Begin MATERIAL SUPPLIED
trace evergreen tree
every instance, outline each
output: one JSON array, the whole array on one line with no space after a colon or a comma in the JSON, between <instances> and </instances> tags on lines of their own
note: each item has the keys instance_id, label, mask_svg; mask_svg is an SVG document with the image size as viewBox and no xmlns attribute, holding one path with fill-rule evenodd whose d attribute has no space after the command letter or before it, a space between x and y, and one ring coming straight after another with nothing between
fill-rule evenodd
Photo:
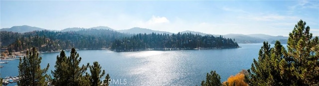
<instances>
[{"instance_id":1,"label":"evergreen tree","mask_svg":"<svg viewBox=\"0 0 319 86\"><path fill-rule=\"evenodd\" d=\"M110 79L111 79L111 77L110 77L110 75L109 75L109 74L106 74L106 76L105 76L105 80L103 81L103 85L104 86L108 86L109 85L109 82L110 82Z\"/></svg>"},{"instance_id":2,"label":"evergreen tree","mask_svg":"<svg viewBox=\"0 0 319 86\"><path fill-rule=\"evenodd\" d=\"M258 61L254 59L245 77L250 86L319 85L319 41L318 37L312 40L310 28L305 26L300 20L289 34L288 51L279 41L270 50L264 43Z\"/></svg>"},{"instance_id":3,"label":"evergreen tree","mask_svg":"<svg viewBox=\"0 0 319 86\"><path fill-rule=\"evenodd\" d=\"M91 86L100 86L101 84L101 82L100 79L105 74L105 71L104 70L101 73L101 68L99 63L97 61L93 62L93 65L90 66L90 71L91 72L90 81Z\"/></svg>"},{"instance_id":4,"label":"evergreen tree","mask_svg":"<svg viewBox=\"0 0 319 86\"><path fill-rule=\"evenodd\" d=\"M63 86L67 85L68 83L66 80L68 76L66 75L69 70L66 67L67 57L64 51L62 50L60 53L60 56L56 57L56 61L54 68L55 70L52 71L52 74L55 78L53 79L53 83L57 86Z\"/></svg>"},{"instance_id":5,"label":"evergreen tree","mask_svg":"<svg viewBox=\"0 0 319 86\"><path fill-rule=\"evenodd\" d=\"M216 73L216 71L210 72L210 74L207 73L206 81L203 81L201 83L201 86L221 86L220 83L220 76Z\"/></svg>"},{"instance_id":6,"label":"evergreen tree","mask_svg":"<svg viewBox=\"0 0 319 86\"><path fill-rule=\"evenodd\" d=\"M38 53L35 47L31 51L27 51L26 56L20 59L19 63L19 76L22 77L17 83L19 86L45 86L45 74L48 70L47 67L41 69L40 63L42 57L38 56Z\"/></svg>"},{"instance_id":7,"label":"evergreen tree","mask_svg":"<svg viewBox=\"0 0 319 86\"><path fill-rule=\"evenodd\" d=\"M73 48L69 57L66 58L63 51L60 56L57 57L55 70L52 72L55 78L55 84L57 86L89 86L89 75L85 71L89 67L83 65L80 67L79 65L81 58L79 54ZM84 75L84 74L85 74Z\"/></svg>"},{"instance_id":8,"label":"evergreen tree","mask_svg":"<svg viewBox=\"0 0 319 86\"><path fill-rule=\"evenodd\" d=\"M306 24L301 20L289 34L288 56L291 59L287 65L297 85L319 85L319 41L318 37L312 40L310 27Z\"/></svg>"}]
</instances>

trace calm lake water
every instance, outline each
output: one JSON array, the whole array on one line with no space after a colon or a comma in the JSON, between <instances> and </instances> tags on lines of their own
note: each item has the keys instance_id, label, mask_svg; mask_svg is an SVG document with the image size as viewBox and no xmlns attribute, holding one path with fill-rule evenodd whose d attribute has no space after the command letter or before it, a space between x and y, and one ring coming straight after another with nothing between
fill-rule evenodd
<instances>
[{"instance_id":1,"label":"calm lake water","mask_svg":"<svg viewBox=\"0 0 319 86\"><path fill-rule=\"evenodd\" d=\"M239 44L241 48L207 50L142 51L116 52L109 50L77 50L81 64L98 61L111 78L121 86L200 86L206 73L215 70L225 81L232 75L251 67L262 43ZM286 44L284 44L286 46ZM271 47L273 47L273 44ZM66 51L67 56L70 51ZM60 52L43 54L41 67L54 69ZM1 64L1 77L18 75L19 60ZM104 77L103 77L104 78ZM126 84L126 85L119 85ZM9 86L15 84L10 84Z\"/></svg>"}]
</instances>

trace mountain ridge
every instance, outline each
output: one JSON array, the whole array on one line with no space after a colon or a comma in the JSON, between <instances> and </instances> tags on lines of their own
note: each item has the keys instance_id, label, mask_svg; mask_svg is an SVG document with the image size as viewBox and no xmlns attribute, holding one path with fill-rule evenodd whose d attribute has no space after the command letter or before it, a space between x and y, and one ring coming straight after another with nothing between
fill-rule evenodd
<instances>
[{"instance_id":1,"label":"mountain ridge","mask_svg":"<svg viewBox=\"0 0 319 86\"><path fill-rule=\"evenodd\" d=\"M177 33L171 33L171 32L166 32L166 31L154 30L150 29L143 28L140 28L140 27L134 27L129 29L116 30L109 27L102 26L94 27L89 28L77 28L77 27L68 28L64 29L60 31L54 30L54 31L57 31L57 32L78 31L82 30L90 29L108 30L111 31L119 32L124 34L137 34L139 33L142 33L142 34L145 33L147 34L152 34L153 33L157 33L157 34L171 34L171 35L172 34L177 34ZM31 27L27 25L13 26L10 28L2 28L0 29L0 31L7 31L18 32L18 33L25 33L25 32L31 32L33 31L41 31L41 30L53 31L53 30L50 30L40 28L36 27ZM237 42L238 43L261 43L263 42L264 41L268 41L269 42L272 42L273 41L276 41L276 40L287 40L288 38L288 37L284 37L282 36L274 36L263 34L248 34L248 35L244 35L244 34L240 34L213 35L213 34L207 34L207 33L204 33L202 32L196 32L196 31L190 31L190 30L186 30L184 31L179 32L179 33L190 33L193 34L199 34L201 36L205 36L207 35L213 35L214 36L222 36L224 38L231 38L232 39L235 39L235 41Z\"/></svg>"}]
</instances>

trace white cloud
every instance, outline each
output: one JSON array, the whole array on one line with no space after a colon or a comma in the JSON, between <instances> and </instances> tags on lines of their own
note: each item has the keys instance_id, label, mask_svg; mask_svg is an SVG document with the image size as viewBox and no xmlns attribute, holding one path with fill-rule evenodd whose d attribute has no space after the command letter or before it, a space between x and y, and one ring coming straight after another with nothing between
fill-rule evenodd
<instances>
[{"instance_id":1,"label":"white cloud","mask_svg":"<svg viewBox=\"0 0 319 86\"><path fill-rule=\"evenodd\" d=\"M297 17L292 16L283 16L276 14L269 14L267 15L257 15L251 17L251 19L257 21L276 21L286 19L297 19Z\"/></svg>"},{"instance_id":2,"label":"white cloud","mask_svg":"<svg viewBox=\"0 0 319 86\"><path fill-rule=\"evenodd\" d=\"M165 17L160 17L160 16L155 16L153 15L149 21L147 22L149 24L160 24L160 23L169 23L169 20L168 20Z\"/></svg>"},{"instance_id":3,"label":"white cloud","mask_svg":"<svg viewBox=\"0 0 319 86\"><path fill-rule=\"evenodd\" d=\"M234 12L242 12L245 13L249 13L248 12L246 12L241 9L236 9L236 8L231 8L229 7L223 7L222 8L222 9L225 11L231 11Z\"/></svg>"}]
</instances>

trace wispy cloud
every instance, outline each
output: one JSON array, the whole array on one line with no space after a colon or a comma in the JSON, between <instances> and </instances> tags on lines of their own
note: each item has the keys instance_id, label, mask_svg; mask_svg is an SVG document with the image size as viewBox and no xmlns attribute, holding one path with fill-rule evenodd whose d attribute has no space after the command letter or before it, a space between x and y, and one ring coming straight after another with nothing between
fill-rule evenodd
<instances>
[{"instance_id":1,"label":"wispy cloud","mask_svg":"<svg viewBox=\"0 0 319 86\"><path fill-rule=\"evenodd\" d=\"M293 14L296 11L297 9L303 9L307 8L312 8L319 9L319 1L307 0L298 0L297 3L292 6L288 6L289 14Z\"/></svg>"},{"instance_id":2,"label":"wispy cloud","mask_svg":"<svg viewBox=\"0 0 319 86\"><path fill-rule=\"evenodd\" d=\"M159 24L159 23L169 23L169 20L168 20L165 17L160 17L160 16L155 16L153 15L148 21L148 23L149 24Z\"/></svg>"},{"instance_id":3,"label":"wispy cloud","mask_svg":"<svg viewBox=\"0 0 319 86\"><path fill-rule=\"evenodd\" d=\"M279 15L277 14L268 14L266 15L257 16L251 17L252 19L256 21L276 21L286 19L298 19L296 16Z\"/></svg>"},{"instance_id":4,"label":"wispy cloud","mask_svg":"<svg viewBox=\"0 0 319 86\"><path fill-rule=\"evenodd\" d=\"M238 8L230 8L230 7L223 7L222 8L222 9L224 11L231 11L234 12L249 13L248 12L246 11L244 11L241 9L238 9Z\"/></svg>"}]
</instances>

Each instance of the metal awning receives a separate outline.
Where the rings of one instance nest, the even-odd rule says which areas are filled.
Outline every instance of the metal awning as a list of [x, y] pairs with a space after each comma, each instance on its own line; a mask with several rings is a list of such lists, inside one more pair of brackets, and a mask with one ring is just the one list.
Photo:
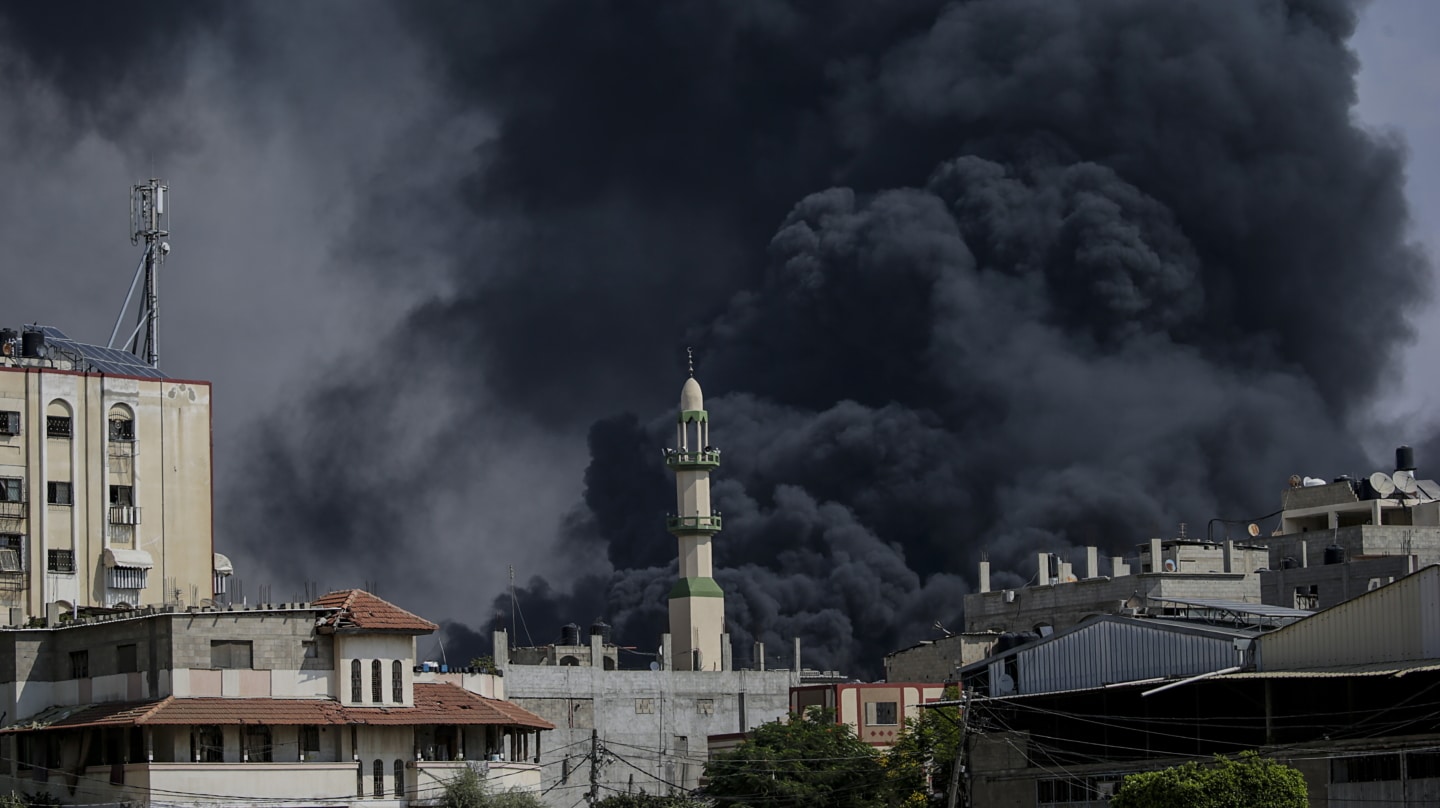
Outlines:
[[105, 547], [105, 566], [125, 567], [125, 569], [150, 569], [156, 566], [156, 562], [151, 560], [150, 553], [144, 550], [121, 550], [117, 547]]

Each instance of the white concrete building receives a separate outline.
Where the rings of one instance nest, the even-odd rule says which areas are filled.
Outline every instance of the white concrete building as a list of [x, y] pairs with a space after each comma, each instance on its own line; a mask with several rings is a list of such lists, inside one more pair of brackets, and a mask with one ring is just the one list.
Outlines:
[[212, 603], [210, 464], [207, 382], [0, 328], [0, 624]]
[[549, 722], [500, 677], [429, 673], [435, 624], [351, 589], [0, 631], [0, 792], [276, 808], [429, 801], [465, 766], [537, 789]]

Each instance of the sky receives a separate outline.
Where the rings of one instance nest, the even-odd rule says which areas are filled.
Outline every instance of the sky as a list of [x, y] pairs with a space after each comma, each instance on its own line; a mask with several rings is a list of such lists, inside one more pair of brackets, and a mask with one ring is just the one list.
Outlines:
[[104, 341], [170, 184], [251, 599], [654, 645], [687, 346], [740, 657], [857, 675], [982, 553], [1440, 455], [1430, 3], [88, 10], [0, 9], [0, 317]]

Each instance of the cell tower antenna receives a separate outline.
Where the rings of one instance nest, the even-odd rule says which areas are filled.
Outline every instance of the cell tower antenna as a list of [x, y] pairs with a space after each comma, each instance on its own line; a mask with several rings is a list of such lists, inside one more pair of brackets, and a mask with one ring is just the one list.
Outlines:
[[[160, 338], [156, 326], [160, 320], [160, 265], [170, 253], [170, 242], [164, 241], [170, 236], [167, 196], [170, 196], [170, 187], [154, 177], [130, 189], [130, 243], [145, 242], [145, 252], [140, 258], [140, 265], [135, 266], [135, 277], [130, 281], [130, 294], [125, 295], [125, 302], [120, 307], [115, 328], [107, 344], [111, 349], [128, 349], [151, 367], [160, 367]], [[115, 344], [120, 324], [125, 318], [125, 313], [130, 311], [130, 302], [135, 297], [135, 285], [140, 284], [141, 275], [145, 279], [145, 291], [137, 307], [135, 330], [124, 343]], [[144, 337], [141, 337], [141, 331], [144, 331]]]

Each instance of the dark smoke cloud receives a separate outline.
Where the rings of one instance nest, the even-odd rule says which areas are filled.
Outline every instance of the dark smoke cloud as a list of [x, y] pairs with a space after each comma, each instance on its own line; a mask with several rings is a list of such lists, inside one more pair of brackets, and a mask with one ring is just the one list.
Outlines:
[[[328, 192], [292, 207], [324, 282], [275, 304], [351, 301], [287, 382], [236, 376], [264, 395], [219, 536], [249, 579], [380, 579], [448, 618], [452, 658], [510, 622], [511, 565], [534, 641], [600, 616], [651, 650], [690, 343], [737, 661], [798, 635], [873, 675], [962, 621], [982, 549], [1022, 580], [1037, 549], [1365, 470], [1356, 422], [1430, 287], [1401, 150], [1351, 120], [1354, 24], [1339, 0], [177, 17], [235, 76], [167, 92], [281, 127]], [[153, 68], [26, 63], [72, 111]], [[181, 122], [173, 148], [212, 154], [223, 130]]]

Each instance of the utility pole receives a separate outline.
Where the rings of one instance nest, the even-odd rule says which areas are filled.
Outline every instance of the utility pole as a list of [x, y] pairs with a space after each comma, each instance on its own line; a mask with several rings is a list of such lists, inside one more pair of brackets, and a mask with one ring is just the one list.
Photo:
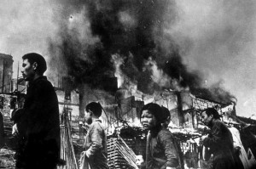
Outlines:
End MATERIAL SUPPLIED
= AIM =
Rewrite the lines from the line with "Each instance of the sky" to the line with "9], [0, 317]]", both included and requests kept as they are. Resize the outlines by multiplying every x and y coordinate in them by 2.6 and rounding to whole numbers, halves up, and give only those lines.

= ANSWER TO THIS EXERCISE =
Each instance of the sky receives a separate outline.
Where the rings of one instance nest, the even-odd rule says which areas are filled.
Outline every instance of the sky as a list of [x, y] pairs with a space after each comma, each instance on its own line; a mask with several rings is a list of such lists, inside one more pair of brackets, and a mask with one ring is just the one list.
Outlines:
[[270, 887], [442, 478], [653, 1557], [1700, 1677], [1786, 900], [1924, 1708], [2228, 1755], [2553, 1438], [3744, 1183], [3718, 8], [229, 26], [0, 23], [0, 824]]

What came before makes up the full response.